**WHAT NEEDS TO BE DONE:**
Transcribe the lines below word for word, keeping every character and line break unchanged.

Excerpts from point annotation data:
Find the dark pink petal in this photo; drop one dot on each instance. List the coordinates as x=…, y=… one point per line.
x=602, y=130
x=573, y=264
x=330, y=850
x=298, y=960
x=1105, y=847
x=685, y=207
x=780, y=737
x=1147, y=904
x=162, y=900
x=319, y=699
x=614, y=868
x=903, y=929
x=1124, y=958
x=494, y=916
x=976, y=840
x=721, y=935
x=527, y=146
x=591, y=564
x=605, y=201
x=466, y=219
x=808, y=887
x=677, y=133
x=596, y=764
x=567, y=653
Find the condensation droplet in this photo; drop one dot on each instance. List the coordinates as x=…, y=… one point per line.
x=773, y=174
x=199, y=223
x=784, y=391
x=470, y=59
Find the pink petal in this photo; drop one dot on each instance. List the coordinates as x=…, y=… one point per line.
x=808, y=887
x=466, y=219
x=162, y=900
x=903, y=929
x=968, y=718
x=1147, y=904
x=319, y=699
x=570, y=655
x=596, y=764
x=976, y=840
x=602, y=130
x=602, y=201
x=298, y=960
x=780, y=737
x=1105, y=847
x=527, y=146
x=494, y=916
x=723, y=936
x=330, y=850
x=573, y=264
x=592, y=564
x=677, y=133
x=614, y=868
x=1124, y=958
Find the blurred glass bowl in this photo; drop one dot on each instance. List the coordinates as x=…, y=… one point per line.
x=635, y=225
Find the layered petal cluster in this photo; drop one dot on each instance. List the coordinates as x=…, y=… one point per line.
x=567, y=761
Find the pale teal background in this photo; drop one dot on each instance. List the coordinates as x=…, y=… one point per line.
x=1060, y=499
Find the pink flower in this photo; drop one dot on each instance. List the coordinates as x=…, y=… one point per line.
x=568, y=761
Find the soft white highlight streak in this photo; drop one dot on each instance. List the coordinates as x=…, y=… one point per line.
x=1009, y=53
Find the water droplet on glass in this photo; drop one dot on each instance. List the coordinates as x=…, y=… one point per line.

**REPLY TO THE EXERCISE:**
Find the dark pink petal in this photo; drop one dot on each instance. List the coordinates as x=…, y=… one point per line.
x=602, y=130
x=573, y=264
x=330, y=850
x=298, y=960
x=1105, y=847
x=685, y=207
x=780, y=737
x=1147, y=904
x=162, y=900
x=319, y=699
x=614, y=868
x=903, y=929
x=1124, y=958
x=494, y=916
x=976, y=840
x=721, y=935
x=527, y=146
x=591, y=564
x=605, y=201
x=466, y=219
x=808, y=887
x=677, y=133
x=596, y=764
x=567, y=653
Find the condensation droplet in this photo; drop one dot on each instance. List the coordinates as x=…, y=… one point per line.
x=773, y=174
x=199, y=223
x=784, y=391
x=470, y=59
Find the pink petal in this photo; drop one dot on each instance. List the coordinates as x=…, y=… one point per line.
x=808, y=887
x=466, y=219
x=162, y=900
x=903, y=929
x=968, y=718
x=1147, y=904
x=319, y=699
x=570, y=655
x=596, y=764
x=976, y=840
x=602, y=130
x=602, y=201
x=298, y=960
x=780, y=737
x=1105, y=847
x=527, y=146
x=494, y=916
x=723, y=936
x=330, y=850
x=573, y=264
x=592, y=564
x=677, y=133
x=614, y=868
x=1124, y=958
Find the blurred glass bowl in this photo; drop one dot on each instance. List the coordinates as x=…, y=… one point per line.
x=635, y=225
Find the layered petal cluster in this photo; drop one dot on each instance. List the coordinates as x=…, y=… one point per line.
x=567, y=761
Find the pale teal background in this photo; drop one dot on each instance. List the coordinates as x=…, y=… one point per line.
x=1060, y=499
Find the pink flower in this photo; drop one dot on each instance. List the coordinates as x=…, y=… one point per line.
x=568, y=761
Find the soft white highlight streak in this photo; drop one dot on each instance. List the coordinates as x=…, y=… one point per line.
x=1009, y=53
Find the water droplet on glass in this photo; drop one dot on each instance. List the coordinates as x=…, y=… one point per line.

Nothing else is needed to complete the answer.